## start Exercise data

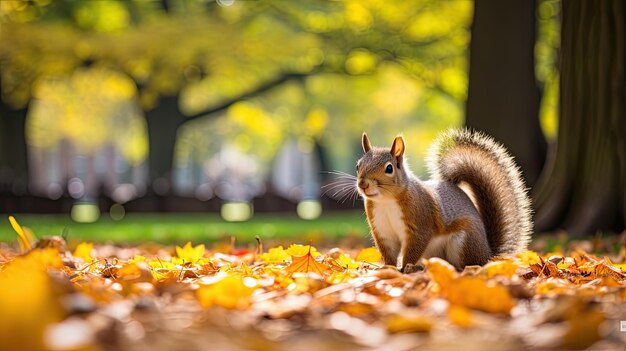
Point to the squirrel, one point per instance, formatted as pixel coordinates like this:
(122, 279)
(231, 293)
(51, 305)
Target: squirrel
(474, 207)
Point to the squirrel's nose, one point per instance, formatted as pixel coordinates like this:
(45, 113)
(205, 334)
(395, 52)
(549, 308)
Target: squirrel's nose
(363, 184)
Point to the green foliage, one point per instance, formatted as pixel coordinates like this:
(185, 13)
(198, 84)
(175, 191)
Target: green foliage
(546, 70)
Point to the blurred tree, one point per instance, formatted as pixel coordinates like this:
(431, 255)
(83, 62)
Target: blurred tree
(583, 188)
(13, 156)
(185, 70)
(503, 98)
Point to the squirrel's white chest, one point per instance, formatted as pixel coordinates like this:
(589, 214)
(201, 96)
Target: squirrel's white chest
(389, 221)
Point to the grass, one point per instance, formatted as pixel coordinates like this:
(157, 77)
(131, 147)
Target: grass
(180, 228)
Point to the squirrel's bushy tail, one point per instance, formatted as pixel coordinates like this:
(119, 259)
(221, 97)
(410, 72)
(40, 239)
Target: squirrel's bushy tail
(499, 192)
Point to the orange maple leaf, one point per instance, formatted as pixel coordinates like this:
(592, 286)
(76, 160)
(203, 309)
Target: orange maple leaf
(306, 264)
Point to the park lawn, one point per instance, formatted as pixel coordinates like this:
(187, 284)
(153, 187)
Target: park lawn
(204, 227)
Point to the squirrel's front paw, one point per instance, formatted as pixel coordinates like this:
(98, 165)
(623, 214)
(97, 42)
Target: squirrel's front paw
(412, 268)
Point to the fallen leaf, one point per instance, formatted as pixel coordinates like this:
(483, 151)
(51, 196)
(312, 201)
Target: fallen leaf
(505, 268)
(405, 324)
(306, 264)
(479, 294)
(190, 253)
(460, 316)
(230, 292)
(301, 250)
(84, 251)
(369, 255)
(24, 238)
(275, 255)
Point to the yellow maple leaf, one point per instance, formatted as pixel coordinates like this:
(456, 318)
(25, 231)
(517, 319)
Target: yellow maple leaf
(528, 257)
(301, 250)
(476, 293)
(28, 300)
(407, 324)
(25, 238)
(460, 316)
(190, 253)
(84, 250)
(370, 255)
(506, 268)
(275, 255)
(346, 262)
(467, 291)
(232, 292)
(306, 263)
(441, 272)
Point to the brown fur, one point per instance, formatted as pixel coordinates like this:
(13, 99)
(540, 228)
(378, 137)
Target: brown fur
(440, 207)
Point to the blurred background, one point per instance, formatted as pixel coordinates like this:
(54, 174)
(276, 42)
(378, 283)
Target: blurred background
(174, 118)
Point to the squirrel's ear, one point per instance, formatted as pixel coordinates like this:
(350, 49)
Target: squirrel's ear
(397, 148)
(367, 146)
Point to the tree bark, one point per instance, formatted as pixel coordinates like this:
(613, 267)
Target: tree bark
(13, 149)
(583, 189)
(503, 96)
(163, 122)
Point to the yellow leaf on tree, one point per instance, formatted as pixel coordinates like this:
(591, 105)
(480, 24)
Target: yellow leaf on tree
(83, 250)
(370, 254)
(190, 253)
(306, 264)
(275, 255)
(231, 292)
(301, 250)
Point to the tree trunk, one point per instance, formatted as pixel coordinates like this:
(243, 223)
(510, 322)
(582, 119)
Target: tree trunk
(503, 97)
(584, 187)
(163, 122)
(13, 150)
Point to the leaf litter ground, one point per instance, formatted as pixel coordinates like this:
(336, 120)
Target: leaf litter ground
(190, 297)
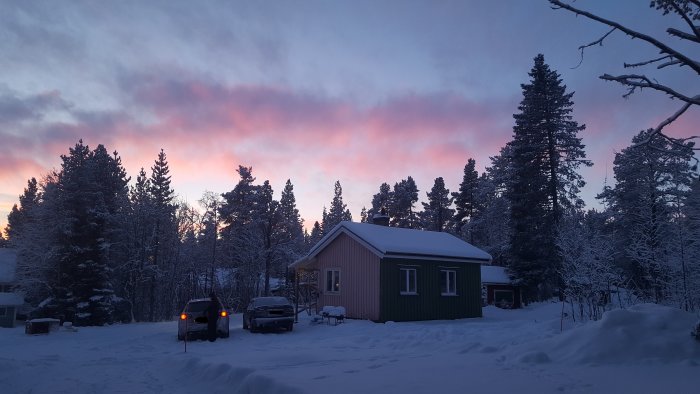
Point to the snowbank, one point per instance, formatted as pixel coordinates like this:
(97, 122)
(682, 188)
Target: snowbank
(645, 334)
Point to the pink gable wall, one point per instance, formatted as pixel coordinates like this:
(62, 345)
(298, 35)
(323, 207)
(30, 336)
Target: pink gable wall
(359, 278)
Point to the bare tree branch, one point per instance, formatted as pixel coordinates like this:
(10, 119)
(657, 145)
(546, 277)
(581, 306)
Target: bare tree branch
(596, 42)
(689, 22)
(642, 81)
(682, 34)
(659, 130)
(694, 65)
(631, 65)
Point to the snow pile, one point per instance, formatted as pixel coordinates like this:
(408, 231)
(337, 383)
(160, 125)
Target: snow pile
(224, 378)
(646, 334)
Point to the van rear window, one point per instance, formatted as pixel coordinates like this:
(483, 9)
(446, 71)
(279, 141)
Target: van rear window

## end Exercise data
## start Exercise data

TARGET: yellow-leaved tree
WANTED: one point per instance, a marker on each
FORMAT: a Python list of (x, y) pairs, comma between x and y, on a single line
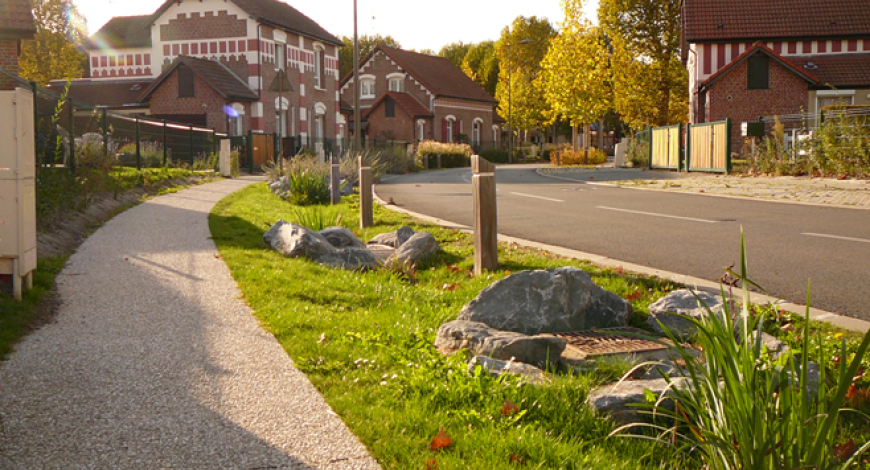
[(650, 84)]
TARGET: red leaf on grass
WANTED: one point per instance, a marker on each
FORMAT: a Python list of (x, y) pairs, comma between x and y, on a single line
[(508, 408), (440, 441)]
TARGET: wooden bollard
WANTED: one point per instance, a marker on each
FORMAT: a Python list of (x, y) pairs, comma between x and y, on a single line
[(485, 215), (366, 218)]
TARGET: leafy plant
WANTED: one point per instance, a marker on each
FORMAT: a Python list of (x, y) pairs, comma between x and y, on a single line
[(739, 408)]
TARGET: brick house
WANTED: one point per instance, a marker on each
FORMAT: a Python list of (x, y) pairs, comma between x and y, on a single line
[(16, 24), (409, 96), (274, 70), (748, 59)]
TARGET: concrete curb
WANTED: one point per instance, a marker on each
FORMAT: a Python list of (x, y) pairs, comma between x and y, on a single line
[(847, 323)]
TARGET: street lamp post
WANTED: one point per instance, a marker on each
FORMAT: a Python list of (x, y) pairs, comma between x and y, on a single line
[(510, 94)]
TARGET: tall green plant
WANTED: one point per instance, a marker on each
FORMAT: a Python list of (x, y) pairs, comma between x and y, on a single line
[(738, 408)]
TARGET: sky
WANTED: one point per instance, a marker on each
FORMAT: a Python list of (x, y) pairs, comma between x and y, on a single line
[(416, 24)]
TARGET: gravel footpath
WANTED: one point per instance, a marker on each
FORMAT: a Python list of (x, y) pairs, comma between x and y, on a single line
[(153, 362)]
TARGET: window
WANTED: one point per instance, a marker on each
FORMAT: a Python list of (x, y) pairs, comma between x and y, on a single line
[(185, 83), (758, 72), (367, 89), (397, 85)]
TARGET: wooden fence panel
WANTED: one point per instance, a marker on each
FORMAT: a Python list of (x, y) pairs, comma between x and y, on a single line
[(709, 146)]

## end Exercise data

_Prompt:_
List every line above that contains the string "blurred", matching case exactly.

_Result below:_
Point to the blurred tree, one point per instance, formatted as pixel coordinates like this:
Target: blurred tree
Point to the blurred background, one point per instance, formatted as pixel coordinates like this:
Target: blurred background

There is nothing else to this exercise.